Sunday, December 26, 2010
THOUGHTS ON CONGRESSIONAL REDISTRICTING AND GERRYMANDERING
Watch the legislatures of the several States now that redistricting is afoot! The Cook Political Report recently made public a couple of charts that reflect political volatility in the marketplace of partisan ideas and ideologies.
Cook's first chart, the 2012 COMPETITIVE HOUSE RACE CHART, lists by party those districts and Members of Congress vulnerable to being picked off. Cook lists three categories, likely, lean, and toss up, for each party. The second chart is Cook's report on HOUSE MEMBERS WHO WON WITH 55% OR LESS.
Missouri, known for being a traditional bell weather state has one District listed as "Lean Democratic" by Cook. That is Missouri's Third Congressional District which Cook gives a Partisan Voting Index (PVI) of D+7.

### DATASET RECORDS:
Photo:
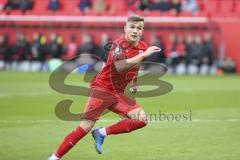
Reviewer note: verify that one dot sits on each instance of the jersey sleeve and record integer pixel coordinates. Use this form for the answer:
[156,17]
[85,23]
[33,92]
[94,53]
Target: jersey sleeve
[116,54]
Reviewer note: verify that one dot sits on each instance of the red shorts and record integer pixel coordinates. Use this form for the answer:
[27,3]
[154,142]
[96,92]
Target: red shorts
[101,101]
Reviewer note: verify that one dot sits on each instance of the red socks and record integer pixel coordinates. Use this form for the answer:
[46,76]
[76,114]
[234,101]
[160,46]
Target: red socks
[69,141]
[125,126]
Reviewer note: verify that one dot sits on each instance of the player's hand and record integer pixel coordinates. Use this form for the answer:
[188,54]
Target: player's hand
[134,89]
[151,50]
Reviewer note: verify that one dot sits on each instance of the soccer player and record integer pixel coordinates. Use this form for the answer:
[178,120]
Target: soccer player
[107,90]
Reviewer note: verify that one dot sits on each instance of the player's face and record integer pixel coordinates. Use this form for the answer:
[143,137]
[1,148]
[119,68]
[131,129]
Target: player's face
[133,31]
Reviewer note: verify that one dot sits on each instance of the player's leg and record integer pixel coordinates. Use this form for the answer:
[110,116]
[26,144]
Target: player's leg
[72,138]
[97,103]
[136,119]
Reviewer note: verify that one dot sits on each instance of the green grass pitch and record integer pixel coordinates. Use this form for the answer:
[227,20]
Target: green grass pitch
[30,130]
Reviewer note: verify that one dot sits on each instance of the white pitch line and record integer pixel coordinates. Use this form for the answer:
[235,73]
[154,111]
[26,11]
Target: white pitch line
[116,120]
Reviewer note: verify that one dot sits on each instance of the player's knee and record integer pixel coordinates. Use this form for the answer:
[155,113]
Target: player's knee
[87,125]
[144,119]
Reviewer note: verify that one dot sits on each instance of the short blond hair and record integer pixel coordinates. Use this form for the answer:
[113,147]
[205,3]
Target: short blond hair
[135,18]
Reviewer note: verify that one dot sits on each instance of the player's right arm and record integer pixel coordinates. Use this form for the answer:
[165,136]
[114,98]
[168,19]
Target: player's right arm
[125,64]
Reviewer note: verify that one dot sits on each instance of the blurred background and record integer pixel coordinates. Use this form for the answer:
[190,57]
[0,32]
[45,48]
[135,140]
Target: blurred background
[196,36]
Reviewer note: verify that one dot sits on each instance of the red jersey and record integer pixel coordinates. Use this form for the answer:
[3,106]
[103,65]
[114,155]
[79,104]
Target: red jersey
[109,78]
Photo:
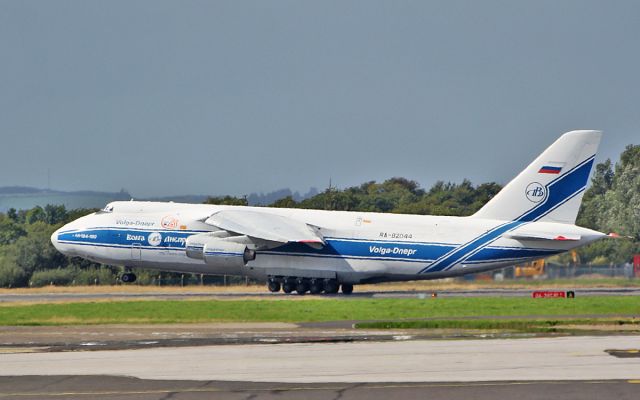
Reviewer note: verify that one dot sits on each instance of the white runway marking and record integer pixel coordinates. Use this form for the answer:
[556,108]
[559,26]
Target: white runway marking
[564,358]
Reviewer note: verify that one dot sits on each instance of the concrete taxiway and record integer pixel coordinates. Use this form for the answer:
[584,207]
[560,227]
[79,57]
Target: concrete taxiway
[538,359]
[114,388]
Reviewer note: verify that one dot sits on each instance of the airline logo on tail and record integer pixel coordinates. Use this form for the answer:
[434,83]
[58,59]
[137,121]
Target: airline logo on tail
[535,192]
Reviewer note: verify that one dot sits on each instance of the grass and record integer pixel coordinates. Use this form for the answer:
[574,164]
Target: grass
[431,285]
[310,310]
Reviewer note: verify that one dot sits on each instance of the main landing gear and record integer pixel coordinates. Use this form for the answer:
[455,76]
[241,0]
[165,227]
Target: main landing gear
[303,285]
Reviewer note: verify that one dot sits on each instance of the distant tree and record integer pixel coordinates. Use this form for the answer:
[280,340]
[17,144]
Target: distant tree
[227,200]
[10,231]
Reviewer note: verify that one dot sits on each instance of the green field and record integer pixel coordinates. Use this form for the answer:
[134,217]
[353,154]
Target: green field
[308,310]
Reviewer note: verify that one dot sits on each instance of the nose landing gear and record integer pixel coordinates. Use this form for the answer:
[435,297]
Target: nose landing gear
[128,277]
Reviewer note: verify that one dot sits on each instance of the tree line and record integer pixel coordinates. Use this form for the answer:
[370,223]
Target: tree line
[611,204]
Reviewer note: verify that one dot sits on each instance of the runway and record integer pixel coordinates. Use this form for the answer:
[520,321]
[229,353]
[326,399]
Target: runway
[534,359]
[116,388]
[163,295]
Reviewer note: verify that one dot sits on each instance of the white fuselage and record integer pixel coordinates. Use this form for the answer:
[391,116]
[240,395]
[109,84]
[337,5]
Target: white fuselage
[359,247]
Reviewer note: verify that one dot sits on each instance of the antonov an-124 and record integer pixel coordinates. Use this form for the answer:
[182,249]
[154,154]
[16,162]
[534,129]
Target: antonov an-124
[321,251]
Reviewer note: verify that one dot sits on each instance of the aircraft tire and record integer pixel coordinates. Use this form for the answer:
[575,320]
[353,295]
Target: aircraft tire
[273,286]
[316,286]
[331,286]
[288,286]
[347,289]
[302,286]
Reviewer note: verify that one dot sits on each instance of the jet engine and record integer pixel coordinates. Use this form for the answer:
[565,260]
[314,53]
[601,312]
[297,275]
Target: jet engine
[222,254]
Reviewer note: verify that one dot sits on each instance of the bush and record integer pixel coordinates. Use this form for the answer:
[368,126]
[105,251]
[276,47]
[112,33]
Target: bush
[12,276]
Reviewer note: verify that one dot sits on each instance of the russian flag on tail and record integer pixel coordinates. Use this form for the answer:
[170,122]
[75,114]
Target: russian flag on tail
[551,168]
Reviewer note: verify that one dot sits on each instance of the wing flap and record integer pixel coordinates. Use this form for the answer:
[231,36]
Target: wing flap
[266,226]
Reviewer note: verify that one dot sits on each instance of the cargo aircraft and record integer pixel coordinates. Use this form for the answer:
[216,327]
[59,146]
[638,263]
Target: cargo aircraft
[321,251]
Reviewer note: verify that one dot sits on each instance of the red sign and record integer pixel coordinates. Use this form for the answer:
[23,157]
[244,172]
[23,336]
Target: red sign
[542,294]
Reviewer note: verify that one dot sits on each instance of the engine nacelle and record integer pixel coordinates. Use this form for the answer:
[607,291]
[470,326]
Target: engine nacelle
[222,254]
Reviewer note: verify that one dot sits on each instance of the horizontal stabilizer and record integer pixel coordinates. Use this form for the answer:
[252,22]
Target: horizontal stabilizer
[543,236]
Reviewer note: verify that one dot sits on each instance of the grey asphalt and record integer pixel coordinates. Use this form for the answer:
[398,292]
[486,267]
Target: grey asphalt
[115,388]
[160,295]
[540,359]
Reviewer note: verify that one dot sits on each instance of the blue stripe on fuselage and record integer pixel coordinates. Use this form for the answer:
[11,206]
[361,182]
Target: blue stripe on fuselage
[335,248]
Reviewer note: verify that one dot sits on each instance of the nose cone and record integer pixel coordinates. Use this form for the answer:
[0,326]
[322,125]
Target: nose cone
[54,240]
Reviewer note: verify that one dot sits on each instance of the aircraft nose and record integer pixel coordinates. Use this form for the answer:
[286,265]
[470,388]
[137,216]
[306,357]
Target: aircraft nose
[54,239]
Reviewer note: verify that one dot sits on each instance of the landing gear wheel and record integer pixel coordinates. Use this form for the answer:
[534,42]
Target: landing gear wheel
[128,277]
[288,286]
[316,286]
[331,286]
[302,286]
[273,285]
[347,289]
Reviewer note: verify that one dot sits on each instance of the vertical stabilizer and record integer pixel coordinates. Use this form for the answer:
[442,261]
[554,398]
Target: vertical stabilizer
[552,186]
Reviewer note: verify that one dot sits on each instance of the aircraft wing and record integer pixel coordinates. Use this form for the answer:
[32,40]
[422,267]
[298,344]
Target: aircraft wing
[266,226]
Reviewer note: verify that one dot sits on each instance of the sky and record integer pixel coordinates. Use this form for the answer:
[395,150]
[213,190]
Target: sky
[232,97]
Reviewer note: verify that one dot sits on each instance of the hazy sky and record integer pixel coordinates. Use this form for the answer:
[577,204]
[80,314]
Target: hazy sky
[233,97]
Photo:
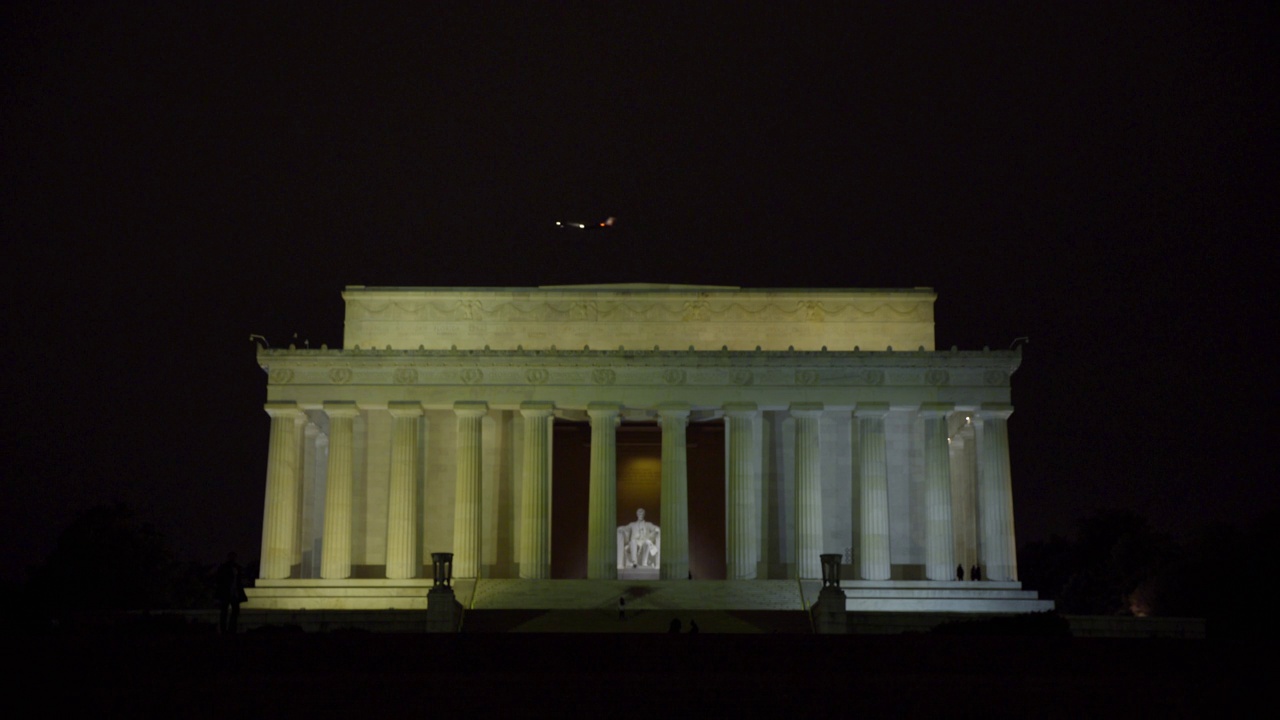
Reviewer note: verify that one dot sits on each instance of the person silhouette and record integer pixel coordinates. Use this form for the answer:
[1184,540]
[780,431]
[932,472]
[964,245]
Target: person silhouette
[229,591]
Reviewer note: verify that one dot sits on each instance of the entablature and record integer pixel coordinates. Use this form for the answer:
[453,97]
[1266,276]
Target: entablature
[703,378]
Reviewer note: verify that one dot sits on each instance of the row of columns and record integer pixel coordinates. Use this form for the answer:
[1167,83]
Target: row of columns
[284,468]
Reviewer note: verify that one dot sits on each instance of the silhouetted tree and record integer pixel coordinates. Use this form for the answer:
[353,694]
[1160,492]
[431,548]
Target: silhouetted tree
[108,559]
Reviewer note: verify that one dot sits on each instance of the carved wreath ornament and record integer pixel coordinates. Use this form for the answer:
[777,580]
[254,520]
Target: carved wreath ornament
[936,377]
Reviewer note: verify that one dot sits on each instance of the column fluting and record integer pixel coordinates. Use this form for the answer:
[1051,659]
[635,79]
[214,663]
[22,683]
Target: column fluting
[466,507]
[283,477]
[873,463]
[808,473]
[996,495]
[602,516]
[743,522]
[535,528]
[940,557]
[402,547]
[336,548]
[675,492]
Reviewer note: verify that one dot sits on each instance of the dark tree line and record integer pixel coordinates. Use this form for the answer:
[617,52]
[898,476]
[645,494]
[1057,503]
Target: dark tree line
[1116,564]
[110,560]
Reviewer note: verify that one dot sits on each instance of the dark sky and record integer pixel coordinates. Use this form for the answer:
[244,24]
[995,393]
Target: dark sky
[177,177]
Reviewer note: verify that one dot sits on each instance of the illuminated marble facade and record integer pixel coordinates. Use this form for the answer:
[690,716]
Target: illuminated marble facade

### TASKS FOR THIS EXERCISE:
1/ From the redistricting post, give the categories that Cook uses for each party in its 2012 competitive House race chart.
2/ Shorten the paragraph of the redistricting post that begins "Cook's first chart," and keep its main facts.
3/ Pick up the redistricting post after its last sentence and keep writing.
The records were taken from a different source than the redistricting post.

### ANSWER LIST:
1/ likely, lean, toss up

2/ Cook's first chart, the 2012 COMPETITIVE HOUSE RACE CHART, sorts vulnerable districts and Members of Congress by party into three categories: likely, lean, and toss up. The second chart covers HOUSE MEMBERS WHO WON WITH 55% OR LESS.

3/
In Missouri three Members of Congress won their 2010 races with 55% or less of the vote. Kansas City's Emanuel Cleaver held off his Republican opponent Jacob Turk to win a fourth term. This will be Cleaver's fourth term. He has now defeated Turk three times. Cleaver's winning percentage in 2010 was 56.1% The Cook PVI for the Fifth Congressional District in Missouri is D+10.
Republican Vicky Hartzler bested long time Democratic Representative Ike Skelton to win her first term in Congress. Republican redistricting efforts paid off for them in Missouri. I recall when Missouri's Fourth Congressional District was a small pocket of counties immediately to the East and South of Kansas City's Jackson County. Missouri's Fourth Congressional Index has a PVI of R+14.
Today the Fourth Congressional District goes deep into the heart of Southwest Missouri. It includes places like Lebanon, Missouri which used to be in the Seventh Congressional District. The Seventh Congressional District is a Republican Stronghold having produced Representatives Roy Blunt, Gene Taylor, and Durwood G. "Doc" Hall.
Russ Carnahan has been the Democrat representing Missouri's Third Congressional District since 2005. After Dick Gephardt retired Carnahan won the seat in 2004. This will be Carnahan's fifth term. He squeaked by his Republican opponent, Edward Martin, Jr., with a winning percentage of 48.9%. The last time the district lines changed in Missouri was 2003.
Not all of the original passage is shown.